═══ Secção do documento

Até que enfim, as férias acabaram!!!

Regressei de férias a precisar urgentemente de trabalhar. Cansado e a dever horas de sono à cama, por causa das noitadas e da boa vida que levava, desabituara-me, em poucos dias, de acordar tão cedo que praticamente me esquecera de que, quando era preciso levantar-me de madrugada e andar pelo quarto às escuras em bicos de pés para não acordar a minha mulher que pegava ao serviço mais tarde, me sentia cada vez mais com menos vontade de arregaçar as mangas e ir à luta, e ficar deitado ao lado dela como se tivesse sido atingido por um golpe certeiro no queixo, vindo sabe-se lá de onde, daqueles que nos atiram ao tapete e põem KO durante o número de horas suficiente para voltar a pegar no sono, pelo menos até ter que me levantar e levá-la de carro ao trabalho para ter a certeza de que, por ter ficado a fazer-me companhia, não chegava atrasada, nem ouvia raspanetes da patroa.

A culpa não é dela, mas devo admitir que ao cabo de duas semanas passadas num hotel com serviço de 1ª, situado na primeira linha da praia numa zona de veraneio do sul de Espanha, sentia a falta do burburinho da grande cidade; do escape dos carros na grande metrópole; dos passeios a pé, não dos tranquilos mas a olhar para o relógio, feitos entre estações do metropolitano ou de uma paragem de autocarro para a outra; e de acordar à noite estafado com a sensação de não me lembrar do dia, sem tirar as devidas ilações dos erros que pudesse ter cometido a fim de evitar repeti-los futuramente.

══════

**Pedido 1:**
Conta as linhas das entradas que contêm a palavra "popcorn" e indica somente o número.
O texto e as entradas não têm qualquer relação entre si.

═══ Linhas de dados

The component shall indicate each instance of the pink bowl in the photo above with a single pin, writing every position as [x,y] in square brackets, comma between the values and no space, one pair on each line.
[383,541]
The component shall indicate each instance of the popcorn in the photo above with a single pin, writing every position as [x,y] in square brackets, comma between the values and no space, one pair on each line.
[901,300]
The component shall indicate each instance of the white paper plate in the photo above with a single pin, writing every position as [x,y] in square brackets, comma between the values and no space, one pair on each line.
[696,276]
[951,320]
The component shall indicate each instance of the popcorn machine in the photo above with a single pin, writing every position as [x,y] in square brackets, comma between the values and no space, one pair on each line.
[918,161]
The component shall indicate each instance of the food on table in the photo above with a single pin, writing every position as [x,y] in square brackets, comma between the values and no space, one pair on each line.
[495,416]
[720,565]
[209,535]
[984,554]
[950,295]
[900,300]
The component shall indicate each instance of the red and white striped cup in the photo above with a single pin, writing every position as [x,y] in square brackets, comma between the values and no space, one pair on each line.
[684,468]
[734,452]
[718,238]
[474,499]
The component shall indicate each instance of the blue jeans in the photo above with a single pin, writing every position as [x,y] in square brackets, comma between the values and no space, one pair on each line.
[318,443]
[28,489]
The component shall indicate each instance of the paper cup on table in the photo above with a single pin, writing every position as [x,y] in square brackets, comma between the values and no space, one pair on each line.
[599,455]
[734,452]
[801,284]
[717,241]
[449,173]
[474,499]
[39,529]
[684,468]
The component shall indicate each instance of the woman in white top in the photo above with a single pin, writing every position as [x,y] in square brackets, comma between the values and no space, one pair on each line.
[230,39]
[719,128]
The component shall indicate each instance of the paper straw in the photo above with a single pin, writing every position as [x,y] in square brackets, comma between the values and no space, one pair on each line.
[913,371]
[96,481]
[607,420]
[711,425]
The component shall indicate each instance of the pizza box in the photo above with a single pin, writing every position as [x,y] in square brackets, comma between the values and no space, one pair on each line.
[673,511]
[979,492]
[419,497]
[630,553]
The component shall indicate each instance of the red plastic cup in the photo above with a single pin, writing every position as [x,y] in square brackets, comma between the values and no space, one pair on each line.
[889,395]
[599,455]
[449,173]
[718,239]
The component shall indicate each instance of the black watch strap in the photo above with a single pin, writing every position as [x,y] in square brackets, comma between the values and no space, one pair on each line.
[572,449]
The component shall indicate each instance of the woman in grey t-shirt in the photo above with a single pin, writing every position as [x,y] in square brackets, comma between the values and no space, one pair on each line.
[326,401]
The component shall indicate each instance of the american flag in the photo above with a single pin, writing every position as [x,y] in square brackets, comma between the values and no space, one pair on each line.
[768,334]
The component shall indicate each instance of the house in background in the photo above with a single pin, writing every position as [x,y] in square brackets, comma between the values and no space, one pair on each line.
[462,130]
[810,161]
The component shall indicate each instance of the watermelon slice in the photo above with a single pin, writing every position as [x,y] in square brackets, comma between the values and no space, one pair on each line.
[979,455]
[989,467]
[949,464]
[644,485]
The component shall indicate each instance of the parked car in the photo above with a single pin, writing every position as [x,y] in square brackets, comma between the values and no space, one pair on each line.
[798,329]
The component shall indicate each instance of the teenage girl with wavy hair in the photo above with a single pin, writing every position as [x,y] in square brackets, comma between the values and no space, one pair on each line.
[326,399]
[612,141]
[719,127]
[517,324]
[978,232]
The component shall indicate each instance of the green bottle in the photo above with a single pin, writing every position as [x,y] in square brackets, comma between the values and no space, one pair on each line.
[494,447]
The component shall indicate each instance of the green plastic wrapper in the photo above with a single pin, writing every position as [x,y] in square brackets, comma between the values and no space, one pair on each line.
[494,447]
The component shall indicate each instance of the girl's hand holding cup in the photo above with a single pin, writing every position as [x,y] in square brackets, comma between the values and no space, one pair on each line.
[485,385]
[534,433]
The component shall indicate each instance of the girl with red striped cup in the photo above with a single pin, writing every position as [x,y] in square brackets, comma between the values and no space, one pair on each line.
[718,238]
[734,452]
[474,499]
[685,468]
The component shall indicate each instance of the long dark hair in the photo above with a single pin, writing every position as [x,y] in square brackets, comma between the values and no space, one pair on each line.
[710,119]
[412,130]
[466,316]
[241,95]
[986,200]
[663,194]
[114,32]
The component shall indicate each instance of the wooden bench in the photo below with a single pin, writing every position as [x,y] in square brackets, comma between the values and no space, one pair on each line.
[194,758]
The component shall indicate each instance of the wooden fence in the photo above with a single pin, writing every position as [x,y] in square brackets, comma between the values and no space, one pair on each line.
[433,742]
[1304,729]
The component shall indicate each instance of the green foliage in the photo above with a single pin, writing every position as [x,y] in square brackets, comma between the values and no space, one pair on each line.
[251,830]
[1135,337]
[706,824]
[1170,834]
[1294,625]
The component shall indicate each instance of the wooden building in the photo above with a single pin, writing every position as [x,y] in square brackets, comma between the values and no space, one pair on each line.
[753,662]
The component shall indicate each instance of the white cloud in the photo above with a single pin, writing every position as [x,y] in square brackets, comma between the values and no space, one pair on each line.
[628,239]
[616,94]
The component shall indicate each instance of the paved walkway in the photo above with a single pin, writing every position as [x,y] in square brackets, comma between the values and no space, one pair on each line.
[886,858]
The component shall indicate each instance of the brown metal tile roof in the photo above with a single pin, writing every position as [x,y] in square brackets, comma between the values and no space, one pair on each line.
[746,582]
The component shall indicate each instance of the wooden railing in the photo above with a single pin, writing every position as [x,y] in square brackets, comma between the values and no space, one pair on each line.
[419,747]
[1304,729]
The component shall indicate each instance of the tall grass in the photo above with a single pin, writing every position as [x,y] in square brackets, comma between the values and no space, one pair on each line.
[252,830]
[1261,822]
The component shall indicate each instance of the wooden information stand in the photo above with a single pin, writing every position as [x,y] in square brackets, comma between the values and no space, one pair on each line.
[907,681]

══════

**Pedido 2:**
Resume em duas frases o texto sobre o regresso das férias.

**Resposta 1:**
2

**Resposta 2:**
O texto relata o regresso de férias de alguém que precisa urgentemente de trabalhar, com horas de sono em dívida por causa das noitadas e desabituado de acordar cedo. Depois de duas semanas num hotel de primeira linha de praia no sul de Espanha, sentia a falta do burburinho da grande cidade, do escape dos carros e dos passeios apressados entre estações de metro e paragens de autocarro.